• Available records:
========

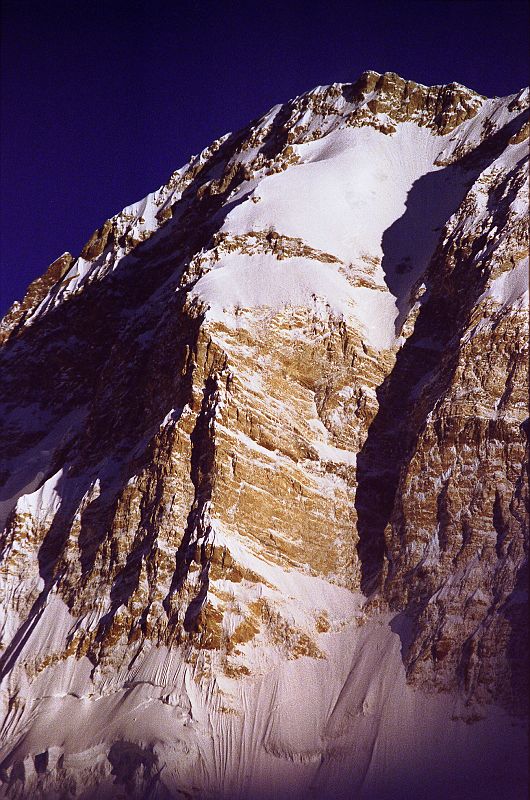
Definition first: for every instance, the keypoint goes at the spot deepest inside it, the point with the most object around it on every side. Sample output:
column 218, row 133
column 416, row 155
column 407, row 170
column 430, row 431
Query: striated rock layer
column 263, row 479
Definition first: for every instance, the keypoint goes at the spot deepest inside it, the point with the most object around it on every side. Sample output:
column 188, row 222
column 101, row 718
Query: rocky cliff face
column 264, row 479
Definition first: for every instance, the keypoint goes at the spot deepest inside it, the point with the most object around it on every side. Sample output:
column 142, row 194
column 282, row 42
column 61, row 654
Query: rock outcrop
column 264, row 479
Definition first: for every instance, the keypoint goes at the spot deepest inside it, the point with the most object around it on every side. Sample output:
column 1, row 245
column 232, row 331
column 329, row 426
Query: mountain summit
column 263, row 480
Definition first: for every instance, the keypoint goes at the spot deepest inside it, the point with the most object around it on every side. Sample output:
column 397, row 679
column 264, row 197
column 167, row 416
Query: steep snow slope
column 264, row 502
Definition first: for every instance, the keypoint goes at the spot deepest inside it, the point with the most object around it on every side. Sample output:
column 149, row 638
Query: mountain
column 263, row 478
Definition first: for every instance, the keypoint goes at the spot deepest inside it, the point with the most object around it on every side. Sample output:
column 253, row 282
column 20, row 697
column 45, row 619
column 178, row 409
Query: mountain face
column 263, row 479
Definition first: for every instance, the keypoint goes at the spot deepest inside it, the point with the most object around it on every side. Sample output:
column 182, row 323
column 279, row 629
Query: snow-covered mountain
column 263, row 468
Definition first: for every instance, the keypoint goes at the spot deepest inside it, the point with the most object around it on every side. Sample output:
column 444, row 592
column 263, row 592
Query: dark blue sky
column 101, row 101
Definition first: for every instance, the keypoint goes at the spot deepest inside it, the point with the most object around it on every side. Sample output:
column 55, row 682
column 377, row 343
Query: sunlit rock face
column 264, row 460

========

• Task description:
From the data above, pull out every line that contains the word "snow" and list those lines in their original order.

• Answer to this problem:
Query: steep snow slope
Query: snow-covered mountain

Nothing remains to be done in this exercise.